-- WORK TO COMPLETE --
Please state the year the American Museum of Immigration was established at the statue, according to the text on the Statue of Liberty in Black culture.

## begin GIVEN TEXT

The Statue of Liberty
in Black Culture, Protest and History
Due to its symbolic meaning as a symbol of democracy and freedom, the Statue of Liberty has been the site of protests through time, particularly from Black civil rights activists as well as many other groups. In addition, there are those who maintain that the statue was originally designed by its French creators using a Black female model (see below). Regardless, as seen in many of the visual clippings and correspondence below, many groups have sought permission to protest at the statue. Many have protested without permission. And, many argued that certain groups should not be allowed to use the statue as a symbolic backdrop for their beliefs and ideologies.
The changing meanings of the Statue of Liberty over time can tell us much about the changing prerogatives of the state. Initially, the statue emphasized abolition, with both French creators Laboulaye and Bartholdi supporting emancipation and lauding the possibility of a democracy of the people. In the years after the dedication of the statue in 1886, however, that meaning shifted away from African Americans and towards immigration and, in the midst of World War I, towards national unity against the Central Powers. It remained symbolic of immigration throughout the twentieth century. It is no mistake that the American Museum of Immigration was established there in 1972, where it continued until 1991–although its tenure on Liberty Island was punctuated with protests and concerns over its failure to acknowledge the histories of non-white peoples in the United States.

## end GIVEN TEXT
## begin SUPPLIED INFORMATION

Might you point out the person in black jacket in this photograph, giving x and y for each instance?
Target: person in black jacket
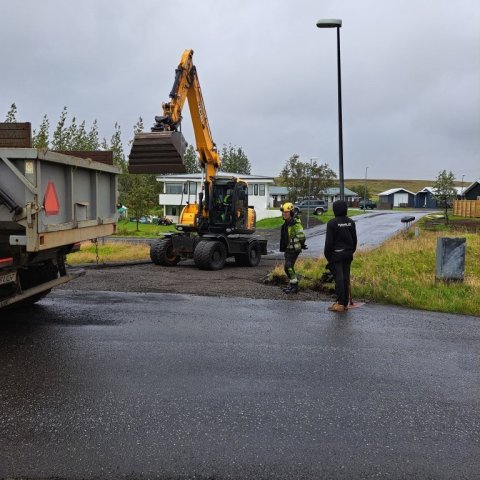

## end SUPPLIED INFORMATION

-- CORRECT ANSWER --
1972